==== Data shown

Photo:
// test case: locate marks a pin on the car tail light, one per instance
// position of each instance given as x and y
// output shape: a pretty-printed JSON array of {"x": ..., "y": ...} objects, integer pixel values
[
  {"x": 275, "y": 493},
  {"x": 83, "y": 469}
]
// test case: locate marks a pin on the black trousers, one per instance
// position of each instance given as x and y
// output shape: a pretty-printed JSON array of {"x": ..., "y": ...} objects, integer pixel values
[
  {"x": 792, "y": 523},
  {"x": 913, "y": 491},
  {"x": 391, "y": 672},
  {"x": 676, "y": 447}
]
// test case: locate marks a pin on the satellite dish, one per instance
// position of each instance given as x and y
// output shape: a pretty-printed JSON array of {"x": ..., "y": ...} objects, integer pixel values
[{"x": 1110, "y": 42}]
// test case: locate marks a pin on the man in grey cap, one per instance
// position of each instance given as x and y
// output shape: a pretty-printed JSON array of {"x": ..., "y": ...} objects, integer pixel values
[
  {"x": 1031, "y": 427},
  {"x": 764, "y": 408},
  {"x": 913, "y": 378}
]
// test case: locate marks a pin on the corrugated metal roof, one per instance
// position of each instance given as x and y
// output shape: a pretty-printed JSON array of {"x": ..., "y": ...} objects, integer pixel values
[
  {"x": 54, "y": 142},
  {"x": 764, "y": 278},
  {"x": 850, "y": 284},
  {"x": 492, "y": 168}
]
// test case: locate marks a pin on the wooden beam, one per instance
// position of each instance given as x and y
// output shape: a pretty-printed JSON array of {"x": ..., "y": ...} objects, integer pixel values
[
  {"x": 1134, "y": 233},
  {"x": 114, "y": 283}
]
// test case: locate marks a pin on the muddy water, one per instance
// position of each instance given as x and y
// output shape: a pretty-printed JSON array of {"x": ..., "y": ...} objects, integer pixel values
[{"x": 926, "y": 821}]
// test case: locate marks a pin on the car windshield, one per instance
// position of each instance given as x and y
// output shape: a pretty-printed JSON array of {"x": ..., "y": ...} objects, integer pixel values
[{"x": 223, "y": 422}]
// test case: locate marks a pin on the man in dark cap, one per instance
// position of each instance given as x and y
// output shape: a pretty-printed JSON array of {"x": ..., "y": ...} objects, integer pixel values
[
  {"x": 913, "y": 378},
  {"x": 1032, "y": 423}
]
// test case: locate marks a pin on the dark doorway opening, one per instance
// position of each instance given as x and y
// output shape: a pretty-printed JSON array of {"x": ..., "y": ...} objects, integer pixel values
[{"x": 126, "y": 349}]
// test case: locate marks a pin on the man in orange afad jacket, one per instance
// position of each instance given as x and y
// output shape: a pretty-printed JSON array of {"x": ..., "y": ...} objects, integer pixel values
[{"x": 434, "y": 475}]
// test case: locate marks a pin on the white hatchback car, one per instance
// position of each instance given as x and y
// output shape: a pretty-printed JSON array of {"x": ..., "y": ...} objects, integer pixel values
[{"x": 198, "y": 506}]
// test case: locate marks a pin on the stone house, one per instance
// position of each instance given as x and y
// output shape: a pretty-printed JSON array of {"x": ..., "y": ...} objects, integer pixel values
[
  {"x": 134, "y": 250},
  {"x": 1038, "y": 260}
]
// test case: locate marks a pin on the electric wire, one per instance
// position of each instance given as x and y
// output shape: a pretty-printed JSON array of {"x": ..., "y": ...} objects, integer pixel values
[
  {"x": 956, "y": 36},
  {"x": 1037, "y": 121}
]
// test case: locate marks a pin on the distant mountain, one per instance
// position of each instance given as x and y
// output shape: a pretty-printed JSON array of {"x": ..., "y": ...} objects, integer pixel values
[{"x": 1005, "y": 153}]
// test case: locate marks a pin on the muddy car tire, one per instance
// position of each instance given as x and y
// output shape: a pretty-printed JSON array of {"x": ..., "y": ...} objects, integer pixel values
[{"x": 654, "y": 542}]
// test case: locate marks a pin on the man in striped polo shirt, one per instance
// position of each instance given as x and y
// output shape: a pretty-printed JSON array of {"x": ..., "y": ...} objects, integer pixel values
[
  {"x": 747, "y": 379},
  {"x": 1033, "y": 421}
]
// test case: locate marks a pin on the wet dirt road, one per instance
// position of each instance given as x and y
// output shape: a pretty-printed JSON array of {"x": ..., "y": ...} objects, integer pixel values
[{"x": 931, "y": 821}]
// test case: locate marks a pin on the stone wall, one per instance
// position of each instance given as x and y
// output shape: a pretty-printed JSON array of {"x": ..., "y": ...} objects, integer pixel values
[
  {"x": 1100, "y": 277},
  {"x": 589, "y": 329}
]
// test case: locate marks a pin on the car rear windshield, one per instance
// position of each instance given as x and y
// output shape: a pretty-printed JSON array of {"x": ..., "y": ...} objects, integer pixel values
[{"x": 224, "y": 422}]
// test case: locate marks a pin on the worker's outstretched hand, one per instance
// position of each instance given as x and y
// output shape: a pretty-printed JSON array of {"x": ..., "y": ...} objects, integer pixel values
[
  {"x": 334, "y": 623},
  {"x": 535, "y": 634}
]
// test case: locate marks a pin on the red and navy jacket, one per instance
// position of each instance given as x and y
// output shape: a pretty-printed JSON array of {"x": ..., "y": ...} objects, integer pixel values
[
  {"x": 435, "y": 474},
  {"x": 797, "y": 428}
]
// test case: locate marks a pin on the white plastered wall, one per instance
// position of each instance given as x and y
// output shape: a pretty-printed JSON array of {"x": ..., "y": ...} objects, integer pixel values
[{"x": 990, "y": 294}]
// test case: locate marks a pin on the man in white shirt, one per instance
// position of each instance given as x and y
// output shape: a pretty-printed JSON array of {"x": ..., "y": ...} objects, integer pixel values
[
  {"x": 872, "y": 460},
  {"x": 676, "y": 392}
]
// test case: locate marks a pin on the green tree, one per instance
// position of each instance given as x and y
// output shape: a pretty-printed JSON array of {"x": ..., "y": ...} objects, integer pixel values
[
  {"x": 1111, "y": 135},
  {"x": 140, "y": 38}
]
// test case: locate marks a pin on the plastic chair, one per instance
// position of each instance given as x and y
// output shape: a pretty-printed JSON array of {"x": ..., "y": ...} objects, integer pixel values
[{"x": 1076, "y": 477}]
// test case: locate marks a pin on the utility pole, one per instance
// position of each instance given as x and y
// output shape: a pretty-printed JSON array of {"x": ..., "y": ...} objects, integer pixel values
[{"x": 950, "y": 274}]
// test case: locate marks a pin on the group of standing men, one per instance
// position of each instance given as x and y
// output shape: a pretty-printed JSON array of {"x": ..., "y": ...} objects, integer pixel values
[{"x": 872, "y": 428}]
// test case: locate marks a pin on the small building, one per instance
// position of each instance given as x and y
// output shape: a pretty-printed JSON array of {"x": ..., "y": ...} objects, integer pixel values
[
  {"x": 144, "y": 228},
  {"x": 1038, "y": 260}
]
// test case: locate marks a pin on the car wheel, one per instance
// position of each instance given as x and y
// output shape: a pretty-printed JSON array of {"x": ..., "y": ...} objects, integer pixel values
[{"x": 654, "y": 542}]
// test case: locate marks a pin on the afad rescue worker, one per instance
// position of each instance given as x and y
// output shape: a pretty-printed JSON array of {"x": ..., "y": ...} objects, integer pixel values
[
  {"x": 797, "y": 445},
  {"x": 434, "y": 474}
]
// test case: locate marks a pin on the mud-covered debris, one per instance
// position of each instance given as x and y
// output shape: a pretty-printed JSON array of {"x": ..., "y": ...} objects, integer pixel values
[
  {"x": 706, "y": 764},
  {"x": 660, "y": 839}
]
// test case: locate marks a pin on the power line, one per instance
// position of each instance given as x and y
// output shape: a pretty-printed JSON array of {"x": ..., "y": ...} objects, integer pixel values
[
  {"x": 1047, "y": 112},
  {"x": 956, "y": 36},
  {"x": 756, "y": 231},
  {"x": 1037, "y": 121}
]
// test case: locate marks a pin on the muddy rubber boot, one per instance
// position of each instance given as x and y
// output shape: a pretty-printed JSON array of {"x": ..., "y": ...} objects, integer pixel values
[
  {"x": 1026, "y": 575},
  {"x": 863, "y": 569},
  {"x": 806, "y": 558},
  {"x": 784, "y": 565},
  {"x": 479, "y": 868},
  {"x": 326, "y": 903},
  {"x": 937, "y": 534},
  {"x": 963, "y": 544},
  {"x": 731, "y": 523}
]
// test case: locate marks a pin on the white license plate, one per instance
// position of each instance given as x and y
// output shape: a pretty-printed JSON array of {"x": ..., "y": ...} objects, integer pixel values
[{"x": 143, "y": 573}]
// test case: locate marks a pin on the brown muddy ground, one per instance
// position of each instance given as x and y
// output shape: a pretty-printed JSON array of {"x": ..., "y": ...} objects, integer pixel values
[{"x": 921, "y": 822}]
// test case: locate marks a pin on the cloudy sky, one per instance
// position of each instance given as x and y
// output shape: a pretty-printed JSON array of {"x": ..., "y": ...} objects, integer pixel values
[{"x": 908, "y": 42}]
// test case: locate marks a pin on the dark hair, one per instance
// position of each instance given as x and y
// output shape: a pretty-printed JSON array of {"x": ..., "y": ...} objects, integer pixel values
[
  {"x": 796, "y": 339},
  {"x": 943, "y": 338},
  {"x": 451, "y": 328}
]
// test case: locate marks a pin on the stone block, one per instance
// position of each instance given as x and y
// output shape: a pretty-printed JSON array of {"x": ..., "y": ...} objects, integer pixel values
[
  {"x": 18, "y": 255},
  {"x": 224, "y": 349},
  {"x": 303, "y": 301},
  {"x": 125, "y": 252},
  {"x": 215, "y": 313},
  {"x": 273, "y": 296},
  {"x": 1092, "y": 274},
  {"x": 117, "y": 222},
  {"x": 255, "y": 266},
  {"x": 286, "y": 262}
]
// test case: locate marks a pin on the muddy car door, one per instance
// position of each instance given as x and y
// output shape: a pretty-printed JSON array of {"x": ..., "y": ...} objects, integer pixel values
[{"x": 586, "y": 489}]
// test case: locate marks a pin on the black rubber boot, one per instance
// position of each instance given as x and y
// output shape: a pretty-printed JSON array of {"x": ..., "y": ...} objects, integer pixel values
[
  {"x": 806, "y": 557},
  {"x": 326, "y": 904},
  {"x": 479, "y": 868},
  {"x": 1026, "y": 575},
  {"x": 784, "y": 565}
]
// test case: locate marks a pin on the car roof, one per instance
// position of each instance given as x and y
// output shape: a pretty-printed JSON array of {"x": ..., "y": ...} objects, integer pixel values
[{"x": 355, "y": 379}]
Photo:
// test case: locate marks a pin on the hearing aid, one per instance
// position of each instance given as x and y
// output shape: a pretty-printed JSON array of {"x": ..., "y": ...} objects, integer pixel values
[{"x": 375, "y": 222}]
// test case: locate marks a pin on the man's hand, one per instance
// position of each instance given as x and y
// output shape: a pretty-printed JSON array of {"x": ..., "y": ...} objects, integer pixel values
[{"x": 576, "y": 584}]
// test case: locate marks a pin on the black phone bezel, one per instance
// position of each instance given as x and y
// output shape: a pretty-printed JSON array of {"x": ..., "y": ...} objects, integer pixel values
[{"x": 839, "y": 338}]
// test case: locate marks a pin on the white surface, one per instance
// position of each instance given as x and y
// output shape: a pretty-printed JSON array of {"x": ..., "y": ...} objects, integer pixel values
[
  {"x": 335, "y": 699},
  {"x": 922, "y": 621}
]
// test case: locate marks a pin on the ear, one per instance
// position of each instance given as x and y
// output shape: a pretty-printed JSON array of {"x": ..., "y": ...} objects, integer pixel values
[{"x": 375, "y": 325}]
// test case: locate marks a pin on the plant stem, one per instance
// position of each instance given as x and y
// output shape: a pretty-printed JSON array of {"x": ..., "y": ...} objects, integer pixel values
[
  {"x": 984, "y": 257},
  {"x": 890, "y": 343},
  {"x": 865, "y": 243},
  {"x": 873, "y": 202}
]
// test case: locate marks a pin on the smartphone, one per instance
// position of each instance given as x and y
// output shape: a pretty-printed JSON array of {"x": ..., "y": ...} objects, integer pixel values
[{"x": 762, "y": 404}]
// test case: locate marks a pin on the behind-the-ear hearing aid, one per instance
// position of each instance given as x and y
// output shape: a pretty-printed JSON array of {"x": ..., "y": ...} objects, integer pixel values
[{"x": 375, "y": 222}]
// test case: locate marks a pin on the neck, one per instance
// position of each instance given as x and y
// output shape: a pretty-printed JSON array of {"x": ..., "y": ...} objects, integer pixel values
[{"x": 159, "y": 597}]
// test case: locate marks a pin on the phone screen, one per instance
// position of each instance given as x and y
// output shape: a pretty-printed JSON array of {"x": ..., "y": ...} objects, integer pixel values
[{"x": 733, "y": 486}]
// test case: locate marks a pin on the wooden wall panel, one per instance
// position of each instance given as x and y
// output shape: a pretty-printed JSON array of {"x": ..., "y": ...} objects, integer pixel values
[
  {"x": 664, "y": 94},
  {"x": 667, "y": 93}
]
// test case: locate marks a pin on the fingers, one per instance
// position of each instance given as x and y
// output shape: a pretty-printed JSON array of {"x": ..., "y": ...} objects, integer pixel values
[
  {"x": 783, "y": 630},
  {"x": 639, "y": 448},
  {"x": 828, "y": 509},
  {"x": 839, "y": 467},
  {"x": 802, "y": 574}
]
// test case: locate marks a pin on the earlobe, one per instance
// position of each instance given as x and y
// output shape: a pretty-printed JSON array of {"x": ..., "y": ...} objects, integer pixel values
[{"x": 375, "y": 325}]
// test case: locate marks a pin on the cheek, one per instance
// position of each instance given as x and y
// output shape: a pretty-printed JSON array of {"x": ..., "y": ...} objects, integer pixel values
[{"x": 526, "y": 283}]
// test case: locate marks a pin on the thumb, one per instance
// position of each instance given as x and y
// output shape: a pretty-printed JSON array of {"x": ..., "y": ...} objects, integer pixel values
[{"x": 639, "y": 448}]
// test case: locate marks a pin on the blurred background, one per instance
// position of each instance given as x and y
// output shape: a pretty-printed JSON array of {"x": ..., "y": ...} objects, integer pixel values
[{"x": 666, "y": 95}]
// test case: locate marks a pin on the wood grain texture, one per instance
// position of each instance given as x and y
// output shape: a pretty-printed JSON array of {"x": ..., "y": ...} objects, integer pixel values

========

→ What you should do
Find the line containing "earlobe, one per instance" in the material above. Print it and every line after it through the end, exactly and only those.

→ Answer to the task
// test case: locate marks a pin on the earlobe, one per instance
// position of each instance given as x and y
// output shape: a pretty-printed JSON array of {"x": ..., "y": ...} objects, integer pixel values
[{"x": 375, "y": 325}]
// test case: locate marks a pin on the cheek, one per instance
// position of each instance given as x and y
// output shape: a pretty-printed JSON array of {"x": ..., "y": ...} objects, integer pixel values
[{"x": 526, "y": 283}]
// test case: locate marks a pin on the thumb, one per instance
// position of each instance given as x and y
// output shape: a pretty-printed JSON array of {"x": ..., "y": ...} objects, integer pixel values
[{"x": 639, "y": 448}]
// test case: locate marks a pin on the blurred background, one per instance
// position of each instance given as x and y
// output shape: a pretty-printed JSON array of {"x": ..., "y": ...} objects, integer pixel values
[{"x": 666, "y": 95}]
// test case: locate marks a pin on the wood grain texture, one per instance
// position of each instance given as x and y
// output shape: a pretty-printed JSON array of {"x": ..., "y": ...} objects, integer pixel values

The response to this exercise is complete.